#### SELECTED EXTRACT

St. John of the Cross

Feast day: Dec. 14

There are some people who make such a strong impression when you get to know them, and St. John of the Cross is one of them. A Spanish Carmelite friar born in dire poverty in 1542, he reformed Spanish monasticism by co-founding the contemplative order of the Discalced Carmelites. He was also a great poet whose writing — steeped in his knowledge of Sacred Scripture, particularly the Song of Songs — focuses on growing in union with our loving God.

John’s father was rejected by his wealthy family when he married a woman from a poor and humble background. Disinherited, his father had to adjust to the hard work of the poor, and he died when John was only two years old. As the child of a destitute widow — who soon lost another child, probably to malnutrition — John knew terrible suffering at a young age. Yet this suffering brought him close to God instead of making him bitter and resentful.

Spending most of his youth in an orphanage and in a school for poor children, young John was enlisted as a nurse by a local hospital administrator for his compassion and gentleness towards the sick. This same hospital administrator, aware of John’s intellectual talents, provided for him to be enrolled in a Jesuit school, where he read the classics and learned rhetoric. He joined the Carmelite novitiate in 1563 and was ordained in 1567.

John had been attracted to the Carmelites for their contemplative spirit and devotion to Mary, the Mother of God, but in time he grew frustrated with their relaxed and dissident practices. He considered becoming a Carthusian so he could be more dedicated to prayer, but St. Teresa of Ávila convinced him to join her in reforming the order to its original strict observance. With her, he founded several communities of friars and moved to Ávila, where he became spiritual director for the Carmelite nuns there.

########
#### INFORMATION GIVEN

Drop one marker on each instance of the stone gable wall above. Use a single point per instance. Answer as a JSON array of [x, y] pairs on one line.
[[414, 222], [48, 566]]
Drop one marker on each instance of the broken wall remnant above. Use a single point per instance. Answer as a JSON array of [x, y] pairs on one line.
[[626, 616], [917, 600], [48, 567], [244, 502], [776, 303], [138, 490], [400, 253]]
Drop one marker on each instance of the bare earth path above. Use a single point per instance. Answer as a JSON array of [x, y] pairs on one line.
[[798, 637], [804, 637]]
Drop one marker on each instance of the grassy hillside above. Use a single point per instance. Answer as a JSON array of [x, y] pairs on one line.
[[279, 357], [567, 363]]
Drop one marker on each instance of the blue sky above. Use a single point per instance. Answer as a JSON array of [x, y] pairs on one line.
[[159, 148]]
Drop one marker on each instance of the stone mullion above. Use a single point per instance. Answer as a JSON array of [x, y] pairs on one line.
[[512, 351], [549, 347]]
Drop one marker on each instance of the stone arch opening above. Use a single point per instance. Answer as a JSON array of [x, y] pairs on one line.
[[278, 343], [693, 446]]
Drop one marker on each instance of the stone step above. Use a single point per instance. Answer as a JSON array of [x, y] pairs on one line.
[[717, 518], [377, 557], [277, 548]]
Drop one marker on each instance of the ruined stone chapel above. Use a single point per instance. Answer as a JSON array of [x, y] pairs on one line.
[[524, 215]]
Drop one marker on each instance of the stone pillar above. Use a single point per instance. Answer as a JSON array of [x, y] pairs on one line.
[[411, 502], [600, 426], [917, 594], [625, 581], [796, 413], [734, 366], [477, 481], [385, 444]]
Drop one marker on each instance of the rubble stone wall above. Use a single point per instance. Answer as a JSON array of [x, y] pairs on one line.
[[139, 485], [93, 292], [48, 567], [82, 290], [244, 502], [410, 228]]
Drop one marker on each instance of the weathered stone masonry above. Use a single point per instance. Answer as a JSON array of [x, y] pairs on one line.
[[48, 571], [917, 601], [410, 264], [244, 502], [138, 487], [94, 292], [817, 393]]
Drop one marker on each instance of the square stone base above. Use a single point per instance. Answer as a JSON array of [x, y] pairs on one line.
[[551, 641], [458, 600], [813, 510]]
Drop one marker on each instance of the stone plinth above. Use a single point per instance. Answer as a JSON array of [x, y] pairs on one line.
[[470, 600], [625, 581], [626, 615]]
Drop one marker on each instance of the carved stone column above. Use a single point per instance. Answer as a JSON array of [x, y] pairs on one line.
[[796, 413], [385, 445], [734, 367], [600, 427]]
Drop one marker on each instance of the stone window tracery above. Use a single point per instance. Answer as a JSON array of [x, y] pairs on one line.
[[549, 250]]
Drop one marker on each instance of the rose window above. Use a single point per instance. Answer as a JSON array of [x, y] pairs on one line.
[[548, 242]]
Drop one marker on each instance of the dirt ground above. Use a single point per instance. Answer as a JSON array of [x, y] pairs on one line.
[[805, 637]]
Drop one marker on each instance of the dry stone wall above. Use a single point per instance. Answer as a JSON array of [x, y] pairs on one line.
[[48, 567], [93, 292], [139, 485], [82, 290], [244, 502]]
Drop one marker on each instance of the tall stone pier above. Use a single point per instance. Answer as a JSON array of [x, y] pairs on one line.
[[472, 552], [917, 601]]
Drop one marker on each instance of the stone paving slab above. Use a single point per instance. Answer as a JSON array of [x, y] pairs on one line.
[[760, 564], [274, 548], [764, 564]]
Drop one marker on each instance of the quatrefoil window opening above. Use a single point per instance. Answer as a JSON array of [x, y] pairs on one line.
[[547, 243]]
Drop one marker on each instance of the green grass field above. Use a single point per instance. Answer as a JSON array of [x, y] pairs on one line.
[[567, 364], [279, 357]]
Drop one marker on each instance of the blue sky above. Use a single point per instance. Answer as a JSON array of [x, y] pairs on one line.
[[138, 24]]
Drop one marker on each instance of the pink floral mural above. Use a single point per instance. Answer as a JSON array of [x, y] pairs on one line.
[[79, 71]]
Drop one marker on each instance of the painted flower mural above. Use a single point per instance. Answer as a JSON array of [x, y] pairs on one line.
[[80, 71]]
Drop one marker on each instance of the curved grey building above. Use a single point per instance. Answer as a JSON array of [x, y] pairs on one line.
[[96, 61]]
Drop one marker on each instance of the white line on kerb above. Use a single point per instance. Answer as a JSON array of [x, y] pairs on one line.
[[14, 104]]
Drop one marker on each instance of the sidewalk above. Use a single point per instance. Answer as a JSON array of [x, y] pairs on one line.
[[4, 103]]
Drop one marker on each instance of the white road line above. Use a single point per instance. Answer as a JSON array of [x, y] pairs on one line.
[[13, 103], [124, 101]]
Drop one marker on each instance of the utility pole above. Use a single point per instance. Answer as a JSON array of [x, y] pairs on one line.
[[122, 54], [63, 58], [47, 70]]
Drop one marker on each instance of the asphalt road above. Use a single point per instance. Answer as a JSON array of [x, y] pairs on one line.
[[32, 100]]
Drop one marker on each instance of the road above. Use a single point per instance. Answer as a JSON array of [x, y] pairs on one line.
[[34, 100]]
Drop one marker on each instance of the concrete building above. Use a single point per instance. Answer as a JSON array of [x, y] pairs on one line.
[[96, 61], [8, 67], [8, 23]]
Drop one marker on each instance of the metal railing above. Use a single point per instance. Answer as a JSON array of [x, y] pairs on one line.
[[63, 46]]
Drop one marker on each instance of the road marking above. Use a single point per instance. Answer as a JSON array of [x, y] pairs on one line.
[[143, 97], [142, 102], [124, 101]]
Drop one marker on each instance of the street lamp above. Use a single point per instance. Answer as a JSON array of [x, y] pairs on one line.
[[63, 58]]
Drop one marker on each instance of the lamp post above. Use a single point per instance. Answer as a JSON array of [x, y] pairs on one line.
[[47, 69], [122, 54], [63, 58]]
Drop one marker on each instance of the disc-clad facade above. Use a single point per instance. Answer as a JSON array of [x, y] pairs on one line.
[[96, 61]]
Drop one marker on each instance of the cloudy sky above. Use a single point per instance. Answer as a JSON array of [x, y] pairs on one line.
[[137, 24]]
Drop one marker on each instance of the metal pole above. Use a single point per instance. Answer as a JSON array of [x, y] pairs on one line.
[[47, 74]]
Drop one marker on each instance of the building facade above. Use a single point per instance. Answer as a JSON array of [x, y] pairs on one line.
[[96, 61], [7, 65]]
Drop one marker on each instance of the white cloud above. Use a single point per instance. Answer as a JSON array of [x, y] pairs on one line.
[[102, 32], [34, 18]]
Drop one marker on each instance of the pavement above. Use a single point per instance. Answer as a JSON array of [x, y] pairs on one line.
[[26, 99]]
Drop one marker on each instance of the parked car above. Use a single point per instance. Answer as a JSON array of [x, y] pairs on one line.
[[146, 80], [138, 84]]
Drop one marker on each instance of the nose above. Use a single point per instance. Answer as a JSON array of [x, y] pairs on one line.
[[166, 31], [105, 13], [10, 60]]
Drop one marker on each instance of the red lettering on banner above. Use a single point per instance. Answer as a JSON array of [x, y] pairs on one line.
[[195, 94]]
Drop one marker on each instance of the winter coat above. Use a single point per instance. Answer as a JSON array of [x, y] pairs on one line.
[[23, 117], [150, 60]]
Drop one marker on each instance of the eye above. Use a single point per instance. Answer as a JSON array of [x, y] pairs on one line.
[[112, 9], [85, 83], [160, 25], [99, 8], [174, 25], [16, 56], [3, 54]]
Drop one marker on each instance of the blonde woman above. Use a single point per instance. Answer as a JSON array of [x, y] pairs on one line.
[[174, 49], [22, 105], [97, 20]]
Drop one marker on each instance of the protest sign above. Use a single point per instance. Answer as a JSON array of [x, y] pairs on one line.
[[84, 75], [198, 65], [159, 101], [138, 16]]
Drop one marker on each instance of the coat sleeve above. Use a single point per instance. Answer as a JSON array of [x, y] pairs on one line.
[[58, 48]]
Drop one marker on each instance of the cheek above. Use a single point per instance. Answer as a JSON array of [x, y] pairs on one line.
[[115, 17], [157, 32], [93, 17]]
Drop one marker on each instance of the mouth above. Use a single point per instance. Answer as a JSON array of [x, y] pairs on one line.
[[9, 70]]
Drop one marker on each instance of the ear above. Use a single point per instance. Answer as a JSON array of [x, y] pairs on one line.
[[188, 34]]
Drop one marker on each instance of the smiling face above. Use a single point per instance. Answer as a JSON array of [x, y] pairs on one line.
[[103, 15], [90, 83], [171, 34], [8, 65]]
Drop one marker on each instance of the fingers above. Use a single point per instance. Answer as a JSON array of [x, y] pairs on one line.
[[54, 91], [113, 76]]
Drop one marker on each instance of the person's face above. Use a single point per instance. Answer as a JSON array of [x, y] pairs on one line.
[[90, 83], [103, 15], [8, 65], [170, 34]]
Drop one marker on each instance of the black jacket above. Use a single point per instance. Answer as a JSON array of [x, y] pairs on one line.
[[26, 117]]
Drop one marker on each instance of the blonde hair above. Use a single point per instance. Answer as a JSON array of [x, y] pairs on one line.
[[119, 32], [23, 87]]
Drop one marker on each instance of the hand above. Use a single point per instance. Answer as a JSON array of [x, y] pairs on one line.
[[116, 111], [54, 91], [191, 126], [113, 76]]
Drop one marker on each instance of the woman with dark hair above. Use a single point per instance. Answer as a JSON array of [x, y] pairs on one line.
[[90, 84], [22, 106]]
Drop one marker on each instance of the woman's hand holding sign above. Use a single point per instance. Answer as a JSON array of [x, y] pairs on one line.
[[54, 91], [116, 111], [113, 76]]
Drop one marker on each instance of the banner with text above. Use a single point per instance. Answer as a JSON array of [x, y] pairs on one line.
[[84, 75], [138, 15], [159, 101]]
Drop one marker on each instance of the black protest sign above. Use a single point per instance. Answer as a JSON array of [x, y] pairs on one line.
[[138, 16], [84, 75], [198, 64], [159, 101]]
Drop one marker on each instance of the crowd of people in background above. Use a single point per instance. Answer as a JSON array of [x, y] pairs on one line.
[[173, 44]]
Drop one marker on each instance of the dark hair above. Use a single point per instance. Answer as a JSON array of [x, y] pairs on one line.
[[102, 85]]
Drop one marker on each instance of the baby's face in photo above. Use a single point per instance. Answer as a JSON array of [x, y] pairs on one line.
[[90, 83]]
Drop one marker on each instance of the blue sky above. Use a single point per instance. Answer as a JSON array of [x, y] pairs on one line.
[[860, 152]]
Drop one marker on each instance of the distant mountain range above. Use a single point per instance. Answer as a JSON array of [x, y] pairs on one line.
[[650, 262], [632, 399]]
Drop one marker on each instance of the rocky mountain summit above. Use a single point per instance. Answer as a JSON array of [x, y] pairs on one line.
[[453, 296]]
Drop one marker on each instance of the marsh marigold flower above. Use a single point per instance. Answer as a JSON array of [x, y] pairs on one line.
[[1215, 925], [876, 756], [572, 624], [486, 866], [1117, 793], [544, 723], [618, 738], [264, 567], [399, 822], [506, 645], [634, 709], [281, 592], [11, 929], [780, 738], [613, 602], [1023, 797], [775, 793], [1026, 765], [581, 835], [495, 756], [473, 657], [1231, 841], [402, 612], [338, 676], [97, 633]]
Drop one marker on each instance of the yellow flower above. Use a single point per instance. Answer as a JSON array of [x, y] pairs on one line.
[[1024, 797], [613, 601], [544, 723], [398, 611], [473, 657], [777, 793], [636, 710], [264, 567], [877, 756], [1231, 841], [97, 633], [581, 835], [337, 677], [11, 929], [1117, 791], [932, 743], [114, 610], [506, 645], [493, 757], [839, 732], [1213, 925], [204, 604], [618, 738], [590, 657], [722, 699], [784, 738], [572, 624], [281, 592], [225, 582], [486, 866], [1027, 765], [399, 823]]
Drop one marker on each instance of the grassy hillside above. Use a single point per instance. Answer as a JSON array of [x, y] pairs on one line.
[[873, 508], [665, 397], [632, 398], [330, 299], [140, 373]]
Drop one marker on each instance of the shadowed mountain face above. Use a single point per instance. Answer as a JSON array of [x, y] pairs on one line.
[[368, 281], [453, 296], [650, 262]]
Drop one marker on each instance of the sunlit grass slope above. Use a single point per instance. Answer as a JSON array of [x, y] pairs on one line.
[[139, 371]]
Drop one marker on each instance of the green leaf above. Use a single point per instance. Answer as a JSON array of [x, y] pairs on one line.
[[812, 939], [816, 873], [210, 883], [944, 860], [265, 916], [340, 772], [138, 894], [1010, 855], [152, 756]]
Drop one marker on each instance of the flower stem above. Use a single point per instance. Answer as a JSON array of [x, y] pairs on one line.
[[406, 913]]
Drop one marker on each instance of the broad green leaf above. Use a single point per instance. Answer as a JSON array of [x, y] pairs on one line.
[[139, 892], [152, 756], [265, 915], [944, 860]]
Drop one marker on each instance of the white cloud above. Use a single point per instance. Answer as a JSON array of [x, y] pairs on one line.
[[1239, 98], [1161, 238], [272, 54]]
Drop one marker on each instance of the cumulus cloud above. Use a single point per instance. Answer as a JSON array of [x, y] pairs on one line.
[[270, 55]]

########

QUESTIONS ON THE MATERIAL ▸
1. According to the text on St. John of the Cross, who persuaded him to help reform the Carmelite order instead of becoming a Carthusian?
2. From the text on St. John of the Cross, write out the part that opens with the words containing "Spending most of" and closes with "ordained in 1567.".
You can set the records aside.

YOUR RESPONSES ▸
1. St. Teresa of Ávila.

2.
Spending most of his youth in an orphanage and in a school for poor children, young John was enlisted as a nurse by a local hospital administrator for his compassion and gentleness towards the sick. This same hospital administrator, aware of John’s intellectual talents, provided for him to be enrolled in a Jesuit school, where he read the classics and learned rhetoric. He joined the Carmelite novitiate in 1563 and was ordained in 1567.